■ **Text shown**:
◆ ◆ ◆

In the race toward a driverless future, there is one entity casting a large shadow over the entire endeavor. That entity is Mother Nature. Yes, for all the advances in driverless technology — of which there are many to boast of — autonomous vehicles of today have little capability for effectively dealing with inclement weather.

Even the most minor amounts of snowfall can cause significant difficulties for fully autonomous vehicles. Since heavy rainfall or snow can happen on any given day or, seemingly, for entire seasons, it is critical for the future of driverless roads that these vehicles can appropriately handle the difficult weather.

Fortunately, this issue is not news to many of the brilliant minds working on the future of driving technology. Cameras and sensors currently have a long way to go for self-driving in the snow, but work is being done that could help autonomous vehicles clear these weather-related hurdles.

Could Sensors That See Below Ground Help Autonomous Vehicles Better Solve Their Weather-Related Difficulties?

Bloomberg recently wrote an informative piece about the current difficulties weather pose for self-driving cars. However, the article goes on to mention that this "known problem" for the industry is being met with potentially interesting solutions, especially in Boston.

◆ ◆ ◆

■ **Available data**:
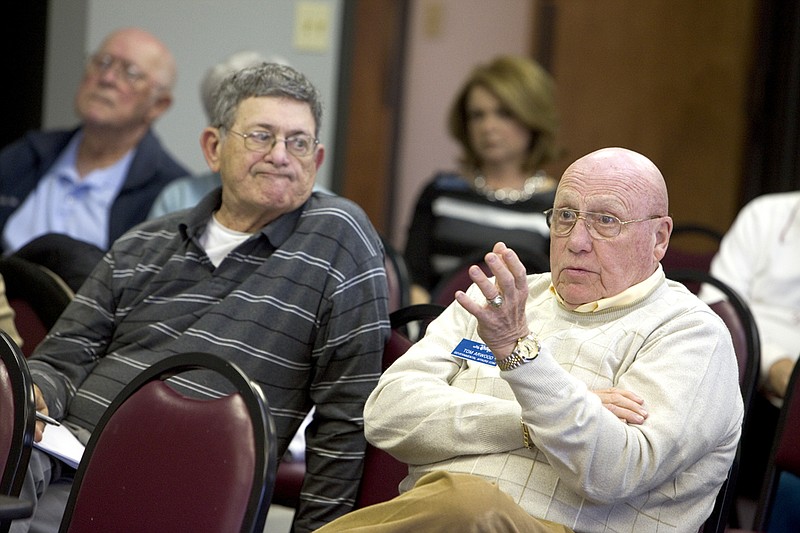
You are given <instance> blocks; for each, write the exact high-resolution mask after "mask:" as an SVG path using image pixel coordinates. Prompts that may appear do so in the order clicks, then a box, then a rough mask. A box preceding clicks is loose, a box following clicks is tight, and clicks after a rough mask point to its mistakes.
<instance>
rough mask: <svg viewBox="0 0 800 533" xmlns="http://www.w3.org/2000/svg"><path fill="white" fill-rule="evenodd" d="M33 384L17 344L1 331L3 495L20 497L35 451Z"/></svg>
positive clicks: (2, 470)
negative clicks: (29, 461) (26, 473)
mask: <svg viewBox="0 0 800 533" xmlns="http://www.w3.org/2000/svg"><path fill="white" fill-rule="evenodd" d="M35 417H36V408H35V403H34V397H33V381H32V380H31V374H30V372H29V371H28V364H27V362H26V361H25V357H24V356H23V354H22V352H21V351H20V349H19V347H18V346H17V345H16V343H15V342H14V341H13V340H11V337H9V336H8V334H6V333H5V332H3V331H0V464H2V465H3V470H2V477H0V494H3V495H7V496H18V495H19V492H20V489H21V488H22V482H23V480H24V478H25V471H26V470H27V468H28V460H29V459H30V455H31V448H32V447H33V433H34V429H35V424H36V421H35Z"/></svg>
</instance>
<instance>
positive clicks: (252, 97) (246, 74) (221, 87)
mask: <svg viewBox="0 0 800 533" xmlns="http://www.w3.org/2000/svg"><path fill="white" fill-rule="evenodd" d="M262 96H277V97H284V98H291V99H292V100H297V101H298V102H305V103H307V104H308V106H309V107H310V108H311V113H312V114H313V115H314V125H315V131H314V136H315V137H317V136H319V130H320V127H321V126H322V99H321V97H320V94H319V91H317V88H316V87H314V85H313V84H312V83H311V81H310V80H309V79H308V78H306V77H305V76H304V75H303V74H301V73H300V72H298V71H296V70H295V69H293V68H292V67H290V66H287V65H280V64H277V63H262V64H261V65H258V66H255V67H248V68H245V69H242V70H240V71H238V72H235V73H234V74H231V75H229V76H228V77H226V78H225V79H224V80H223V81H222V83H221V84H220V86H219V88H218V89H217V90H216V91H215V92H214V106H213V112H212V114H211V124H212V125H213V126H215V127H217V128H224V129H229V128H230V127H231V126H232V125H233V122H234V120H235V118H236V110H237V109H238V107H239V104H240V103H241V102H242V101H243V100H246V99H247V98H253V97H262Z"/></svg>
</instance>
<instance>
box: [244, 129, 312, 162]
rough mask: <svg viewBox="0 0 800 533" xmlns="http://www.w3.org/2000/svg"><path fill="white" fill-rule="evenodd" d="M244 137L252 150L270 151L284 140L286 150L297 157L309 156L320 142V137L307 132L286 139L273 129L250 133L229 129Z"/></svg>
mask: <svg viewBox="0 0 800 533" xmlns="http://www.w3.org/2000/svg"><path fill="white" fill-rule="evenodd" d="M228 131H230V132H231V133H235V134H236V135H238V136H240V137H241V138H242V139H244V147H245V148H247V149H248V150H250V151H251V152H261V153H265V154H266V153H269V152H271V151H272V149H273V148H275V144H276V143H277V142H279V141H280V142H282V143H283V144H284V145H285V146H286V151H287V152H289V153H290V154H292V155H293V156H295V157H308V156H309V155H311V154H312V153H313V152H314V149H315V148H316V147H317V145H318V144H319V139H315V138H314V137H312V136H311V135H308V134H307V133H296V134H294V135H290V136H289V137H286V138H285V139H280V138H278V136H276V135H275V134H274V133H272V132H271V131H267V130H256V131H251V132H250V133H241V132H238V131H234V130H228Z"/></svg>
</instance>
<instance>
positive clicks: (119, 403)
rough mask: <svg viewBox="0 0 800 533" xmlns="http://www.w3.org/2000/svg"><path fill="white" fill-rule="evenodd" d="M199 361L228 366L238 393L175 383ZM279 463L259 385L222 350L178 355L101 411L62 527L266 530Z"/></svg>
mask: <svg viewBox="0 0 800 533" xmlns="http://www.w3.org/2000/svg"><path fill="white" fill-rule="evenodd" d="M193 370H203V371H206V370H210V371H212V372H215V373H217V374H219V375H222V376H223V377H225V378H226V379H227V380H228V381H229V382H230V383H231V384H232V386H233V388H234V390H235V392H233V393H231V394H229V395H227V396H222V397H219V398H215V399H212V400H207V399H198V398H192V397H187V396H184V395H183V394H180V393H179V392H177V391H176V390H175V389H173V388H172V387H171V386H170V385H169V384H167V383H166V379H168V378H170V377H172V376H175V375H176V374H180V373H183V372H187V371H193ZM178 380H180V381H181V382H184V383H185V382H186V379H184V377H183V376H180V377H177V378H176V381H178ZM276 465H277V457H276V439H275V426H274V422H273V420H272V416H271V415H270V412H269V408H268V405H267V401H266V399H265V397H264V394H263V392H262V391H261V389H260V387H259V386H258V385H257V384H255V383H253V382H252V381H251V380H250V379H249V378H248V377H247V376H246V375H245V374H244V373H243V372H242V371H241V370H239V369H238V368H237V367H236V366H235V365H233V364H232V363H230V362H228V361H225V360H223V359H221V358H219V357H216V356H214V355H210V354H203V353H187V354H179V355H175V356H171V357H168V358H166V359H164V360H162V361H160V362H158V363H156V364H154V365H152V366H151V367H150V368H148V369H147V370H145V371H143V372H142V373H141V374H140V375H139V376H137V377H136V378H135V379H134V380H133V381H132V382H131V383H129V384H128V385H127V386H126V387H125V388H124V389H123V390H122V391H121V392H120V393H119V395H117V397H116V398H115V399H114V401H113V402H112V403H111V405H110V406H109V407H108V409H107V410H106V412H105V413H104V414H103V416H102V417H101V418H100V421H99V422H98V424H97V426H96V427H95V430H94V431H93V432H92V436H91V438H90V439H89V443H88V444H87V446H86V450H85V452H84V455H83V459H82V460H81V463H80V465H79V466H78V471H77V473H76V475H75V482H74V485H73V488H72V491H71V492H70V496H69V500H68V502H67V508H66V511H65V513H64V517H63V520H62V522H61V529H60V531H62V532H63V531H70V532H76V531H78V532H79V531H134V530H135V531H258V532H259V533H260V532H261V531H263V529H264V523H265V520H266V516H267V510H268V508H269V504H270V499H271V497H272V489H273V484H274V481H275V467H276Z"/></svg>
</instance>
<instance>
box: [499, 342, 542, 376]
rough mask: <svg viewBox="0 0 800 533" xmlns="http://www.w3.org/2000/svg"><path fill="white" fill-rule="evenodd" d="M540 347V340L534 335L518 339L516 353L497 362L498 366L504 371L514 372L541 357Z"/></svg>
mask: <svg viewBox="0 0 800 533" xmlns="http://www.w3.org/2000/svg"><path fill="white" fill-rule="evenodd" d="M540 347H541V345H540V344H539V340H538V339H537V338H536V337H534V336H533V333H529V334H528V335H526V336H524V337H520V338H519V339H517V344H516V345H515V346H514V351H512V352H511V355H509V356H508V357H506V358H504V359H500V360H499V361H497V366H498V367H500V370H503V371H506V370H514V369H515V368H517V367H518V366H520V365H524V364H525V363H528V362H530V361H533V360H534V359H536V356H538V355H539V348H540Z"/></svg>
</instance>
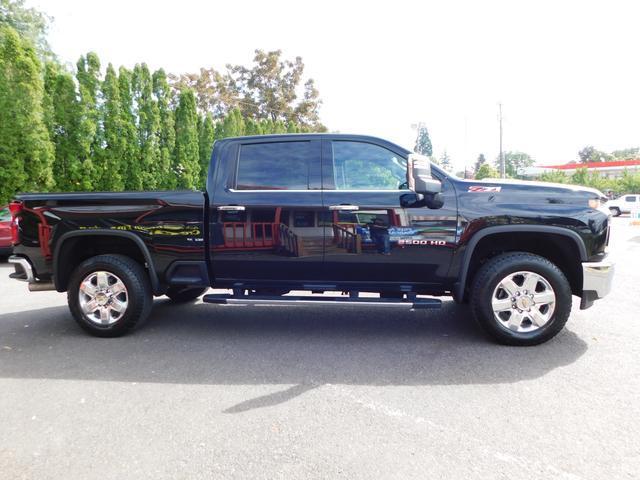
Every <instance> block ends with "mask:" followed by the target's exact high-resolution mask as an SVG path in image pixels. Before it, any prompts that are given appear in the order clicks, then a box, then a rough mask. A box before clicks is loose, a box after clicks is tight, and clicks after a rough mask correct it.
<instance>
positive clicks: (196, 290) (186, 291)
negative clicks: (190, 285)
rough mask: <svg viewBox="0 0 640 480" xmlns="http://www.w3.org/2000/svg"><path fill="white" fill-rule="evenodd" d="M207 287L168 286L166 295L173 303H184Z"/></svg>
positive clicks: (198, 296) (202, 294) (200, 295)
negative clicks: (168, 297) (172, 286)
mask: <svg viewBox="0 0 640 480" xmlns="http://www.w3.org/2000/svg"><path fill="white" fill-rule="evenodd" d="M207 290H209V287H195V288H194V287H169V289H168V290H167V293H166V294H165V295H166V296H167V297H169V298H170V299H171V301H172V302H174V303H185V302H191V301H193V300H196V299H197V298H199V297H201V296H202V295H203V294H204V292H206V291H207Z"/></svg>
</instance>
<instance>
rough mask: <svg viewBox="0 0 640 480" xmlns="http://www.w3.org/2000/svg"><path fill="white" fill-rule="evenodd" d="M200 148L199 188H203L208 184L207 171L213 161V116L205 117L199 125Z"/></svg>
mask: <svg viewBox="0 0 640 480" xmlns="http://www.w3.org/2000/svg"><path fill="white" fill-rule="evenodd" d="M198 133H199V134H198V146H199V148H200V182H199V187H200V188H202V187H204V185H205V184H206V183H207V171H208V170H209V161H210V159H211V150H212V148H213V141H214V139H215V138H214V127H213V120H212V118H211V115H209V114H207V115H205V116H204V118H203V119H202V121H201V122H200V125H199V131H198Z"/></svg>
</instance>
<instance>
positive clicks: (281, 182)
mask: <svg viewBox="0 0 640 480" xmlns="http://www.w3.org/2000/svg"><path fill="white" fill-rule="evenodd" d="M314 149H315V147H314V145H312V144H311V142H276V143H251V144H246V145H242V146H241V147H240V156H239V158H238V173H237V177H236V189H237V190H306V189H308V188H309V162H310V161H312V160H313V159H314V157H315V152H314Z"/></svg>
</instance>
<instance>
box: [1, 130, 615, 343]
mask: <svg viewBox="0 0 640 480" xmlns="http://www.w3.org/2000/svg"><path fill="white" fill-rule="evenodd" d="M603 198H604V197H603V195H602V194H601V193H600V192H598V191H597V190H593V189H589V188H583V187H575V186H567V185H554V184H546V183H533V182H522V181H508V180H495V181H494V180H485V181H476V180H462V179H459V178H456V177H454V176H451V175H449V174H447V173H446V172H445V171H443V170H441V169H440V168H438V167H437V166H435V165H431V164H430V162H429V160H428V158H426V157H423V156H420V155H417V154H415V153H412V152H410V151H408V150H406V149H404V148H402V147H399V146H397V145H395V144H393V143H390V142H388V141H385V140H382V139H379V138H374V137H368V136H358V135H337V134H335V135H334V134H296V135H269V136H252V137H239V138H228V139H223V140H218V141H216V142H215V145H214V148H213V153H212V155H211V162H210V166H209V171H208V178H207V185H206V191H204V192H197V191H167V192H120V193H33V194H23V195H18V196H17V197H16V198H15V200H14V201H13V202H12V203H11V206H10V208H11V212H12V215H13V227H12V231H13V235H14V239H13V241H14V244H15V245H14V256H12V257H11V258H10V262H12V263H13V264H14V265H15V272H14V273H12V274H11V276H12V277H13V278H15V279H17V280H23V281H26V282H28V284H29V289H30V290H31V291H37V290H57V291H59V292H67V298H68V304H69V308H70V310H71V313H72V315H73V317H74V318H75V320H76V321H77V322H78V324H79V325H80V326H81V327H82V328H84V329H85V330H86V331H87V332H89V333H91V334H93V335H97V336H103V337H113V336H118V335H122V334H124V333H126V332H128V331H130V330H131V329H133V328H134V327H135V326H136V325H137V324H139V323H140V322H141V321H142V320H144V319H145V318H146V317H147V316H148V315H149V313H150V311H151V308H152V304H153V297H154V296H162V295H166V296H168V297H169V298H170V299H171V300H173V301H176V302H187V301H193V300H195V299H197V298H199V297H200V296H202V295H203V294H205V293H206V292H207V290H208V289H209V288H210V287H215V288H219V289H228V290H229V291H230V292H231V293H228V294H217V293H216V294H214V293H209V294H206V295H204V297H203V301H204V302H207V303H213V304H230V303H236V304H243V305H244V304H265V303H267V304H288V303H295V304H298V305H306V304H319V303H320V304H323V305H326V304H345V303H349V304H358V305H361V306H362V307H363V308H365V307H368V308H394V307H398V308H411V309H416V310H419V309H428V308H438V307H439V306H440V305H441V300H440V298H438V297H443V296H451V297H453V299H454V300H455V301H456V302H458V303H461V304H466V303H469V304H470V307H471V310H472V311H473V314H474V315H475V318H476V319H477V320H478V322H479V324H480V326H481V327H482V328H483V329H484V330H485V331H486V332H487V333H488V334H489V335H490V337H492V338H493V339H495V340H497V341H498V342H501V343H505V344H511V345H534V344H538V343H542V342H544V341H546V340H548V339H550V338H552V337H553V336H554V335H556V334H557V333H558V332H559V331H560V330H561V329H562V328H563V326H564V324H565V322H566V321H567V319H568V317H569V314H570V311H571V307H572V296H578V297H580V298H581V301H580V307H581V308H588V307H590V306H591V305H592V304H593V302H594V301H595V300H597V299H599V298H602V297H604V296H605V295H606V294H607V293H608V292H609V290H610V288H611V280H612V276H613V272H614V265H613V263H612V262H610V261H609V260H608V258H607V252H606V246H607V243H608V238H609V229H610V214H609V211H608V210H606V209H603V208H602V207H601V206H600V201H601V200H602V199H603ZM294 290H295V291H303V292H304V294H298V295H293V294H291V293H290V292H291V291H294ZM365 293H366V295H363V294H365ZM371 293H373V295H371ZM461 308H464V307H461Z"/></svg>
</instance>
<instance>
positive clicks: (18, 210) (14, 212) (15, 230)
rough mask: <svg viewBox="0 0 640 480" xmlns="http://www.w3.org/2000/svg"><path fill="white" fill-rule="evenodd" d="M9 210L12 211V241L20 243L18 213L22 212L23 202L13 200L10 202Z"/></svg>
mask: <svg viewBox="0 0 640 480" xmlns="http://www.w3.org/2000/svg"><path fill="white" fill-rule="evenodd" d="M9 211H10V212H11V243H13V244H14V245H18V243H20V235H19V234H18V215H20V213H22V202H11V203H10V204H9Z"/></svg>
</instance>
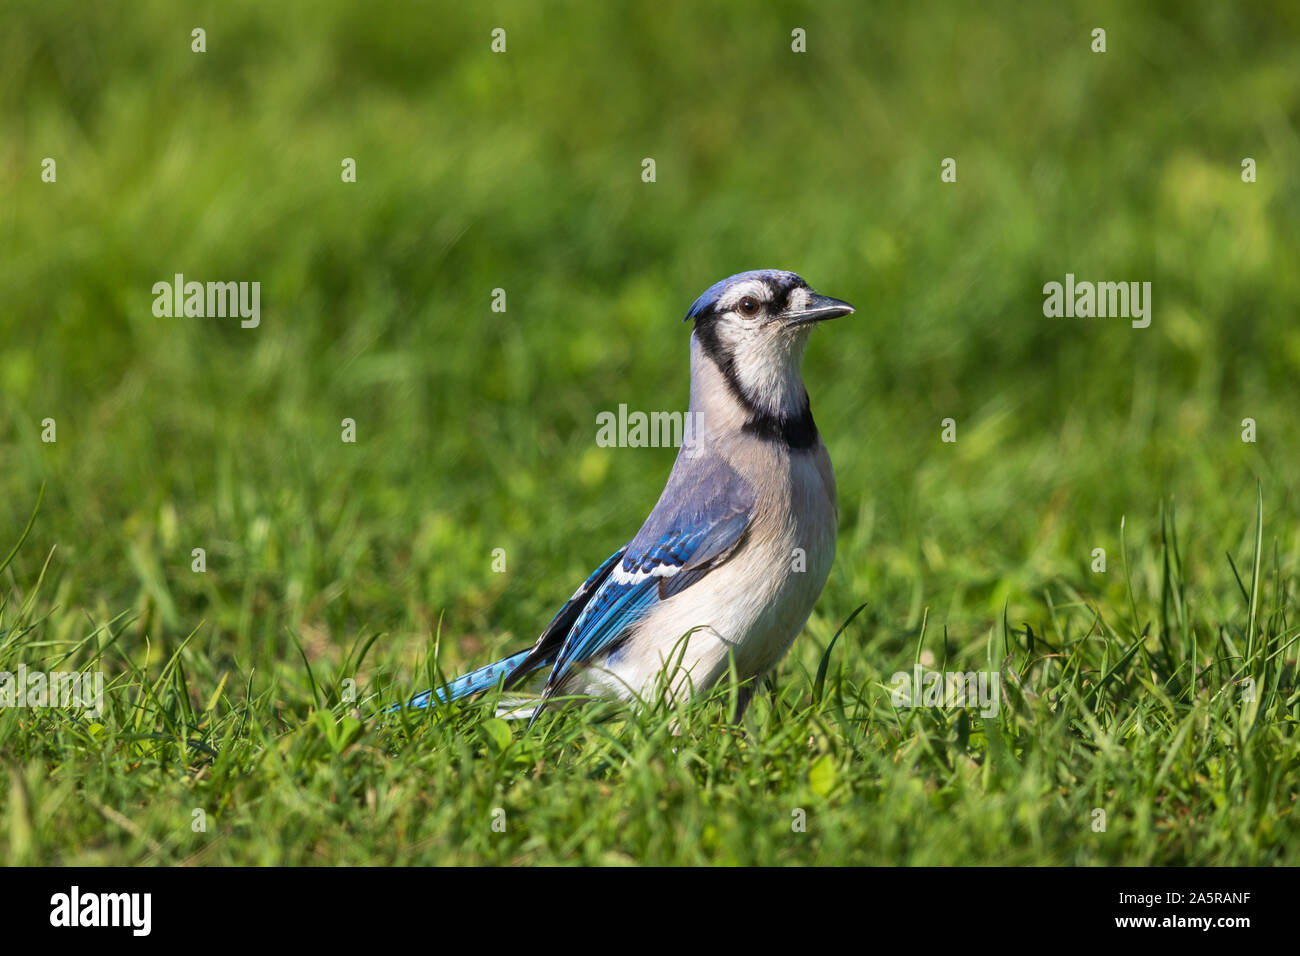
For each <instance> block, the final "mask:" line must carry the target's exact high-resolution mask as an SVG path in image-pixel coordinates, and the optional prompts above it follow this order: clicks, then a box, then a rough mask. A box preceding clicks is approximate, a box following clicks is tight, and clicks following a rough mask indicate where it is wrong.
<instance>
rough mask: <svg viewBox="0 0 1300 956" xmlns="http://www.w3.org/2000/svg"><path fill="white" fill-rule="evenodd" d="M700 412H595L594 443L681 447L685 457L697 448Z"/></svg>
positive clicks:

◆ ◆ ◆

■ **Your tasks**:
1. In the text on driverless cars and bad weather, what entity is said to cast a large shadow over the race toward a driverless future?
2. Set down the text on driverless cars and bad weather from "In the race" up to and including "the difficult weather.".
3. Resume the text on driverless cars and bad weather after its last sentence.

■ **Response list**:
1. Mother Nature.

2.
In the race toward a driverless future, there is one entity casting a large shadow over the entire endeavor. That entity is Mother Nature. Yes, for all the advances in driverless technology — of which there are many to boast of — autonomous vehicles of today have little capability for effectively dealing with inclement weather.

Even the most minor amounts of snowfall can cause significant difficulties for fully autonomous vehicles. Since heavy rainfall or snow can happen on any given day or, seemingly, for entire seasons, it is critical for the future of driverless roads that these vehicles can appropriately handle the difficult weather.

3.
In addition to the unusual problem of Boston’s resilient seagulls stopping autonomous cars by standing in the street, Boston’s snow has proved to be a difficult issue to solve. Yet, while clever engineers solved the seagull issue (by programming the vehicles to slowly move forward to startle the birds into moving), no such solution yet exists for the heavy snow of the Boston area.

That said, a local Boston-area startup has an innovative idea. The potential solution is called WaveSense, which utilizes a built-in radar system of sensors to see below the road itself. By scanning underneath the snow on top of the road, the sensors can instead scan up to 10 feet beneath the ground.

This technology, the startup believes, could help overcome the current difficulties for cameras and sensors to be reliable in heavy snowfall. Even so, fog and rain continue to also be significant issues for autonomous vehicles, showing that the industry still has many growing pains to overcome.

What makes matters especially complex is that vehicles will run into different weather-related issues depending on where the vehicles operate. Boston makes matters tricky with snow, whereas London’s fog or Seattle’s rain could prove equally problematic for some self-driving sensors and cameras.

More than anything, though, these solutions will take time to implement well. WaveSense, for example, will depend on a season of driving its beneath-ground sensors around the Boston area during the winter to improve product developments.

Once these technologies overcome the requisite hurdles, we may one day see self-driving vehicles that can drive in all manner of weather. Even then, sensors and products can fail, which is one of several reasons why a shift to self-driving cars could turn car accident lawsuits into issues over product liability, rather than the typical negligence-based lawsuits.